(Segmentation annotation records)
>> start

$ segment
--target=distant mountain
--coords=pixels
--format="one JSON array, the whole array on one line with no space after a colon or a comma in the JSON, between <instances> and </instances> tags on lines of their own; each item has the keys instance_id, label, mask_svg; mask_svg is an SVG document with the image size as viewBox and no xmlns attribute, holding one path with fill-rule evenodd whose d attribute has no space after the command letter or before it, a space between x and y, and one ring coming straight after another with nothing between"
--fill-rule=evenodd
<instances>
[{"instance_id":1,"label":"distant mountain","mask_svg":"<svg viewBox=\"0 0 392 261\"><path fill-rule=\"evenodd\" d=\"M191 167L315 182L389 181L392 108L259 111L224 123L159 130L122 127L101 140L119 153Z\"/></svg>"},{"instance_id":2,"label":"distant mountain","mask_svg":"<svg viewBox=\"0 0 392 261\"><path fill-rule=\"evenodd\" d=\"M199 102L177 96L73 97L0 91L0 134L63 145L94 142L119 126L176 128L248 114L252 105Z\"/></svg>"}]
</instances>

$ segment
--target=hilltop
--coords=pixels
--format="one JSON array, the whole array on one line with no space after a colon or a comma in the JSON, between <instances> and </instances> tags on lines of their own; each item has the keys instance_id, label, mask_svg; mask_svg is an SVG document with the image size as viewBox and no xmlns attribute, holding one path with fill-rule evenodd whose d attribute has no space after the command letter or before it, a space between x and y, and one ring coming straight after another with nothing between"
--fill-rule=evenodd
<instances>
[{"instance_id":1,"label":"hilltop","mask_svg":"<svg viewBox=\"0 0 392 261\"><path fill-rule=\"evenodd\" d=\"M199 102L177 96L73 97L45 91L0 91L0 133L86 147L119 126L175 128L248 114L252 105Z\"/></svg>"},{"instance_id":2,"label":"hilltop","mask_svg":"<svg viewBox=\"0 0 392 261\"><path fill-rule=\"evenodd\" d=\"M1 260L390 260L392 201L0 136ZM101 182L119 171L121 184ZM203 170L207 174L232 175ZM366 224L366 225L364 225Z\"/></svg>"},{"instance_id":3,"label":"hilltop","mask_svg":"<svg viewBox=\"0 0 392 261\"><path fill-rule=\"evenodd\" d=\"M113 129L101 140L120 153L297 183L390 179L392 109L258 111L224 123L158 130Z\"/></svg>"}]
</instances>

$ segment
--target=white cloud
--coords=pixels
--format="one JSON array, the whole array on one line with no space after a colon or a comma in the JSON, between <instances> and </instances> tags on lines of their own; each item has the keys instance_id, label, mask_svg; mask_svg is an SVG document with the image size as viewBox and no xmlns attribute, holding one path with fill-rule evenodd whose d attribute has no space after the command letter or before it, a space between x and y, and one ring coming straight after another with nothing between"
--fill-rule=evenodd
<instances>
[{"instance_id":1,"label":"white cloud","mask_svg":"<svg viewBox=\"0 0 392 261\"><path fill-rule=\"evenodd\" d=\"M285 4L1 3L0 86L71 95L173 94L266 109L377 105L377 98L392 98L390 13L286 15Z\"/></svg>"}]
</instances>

>> end

Count the lines in the rows above that contain the string "target", and reply with the number alone.

3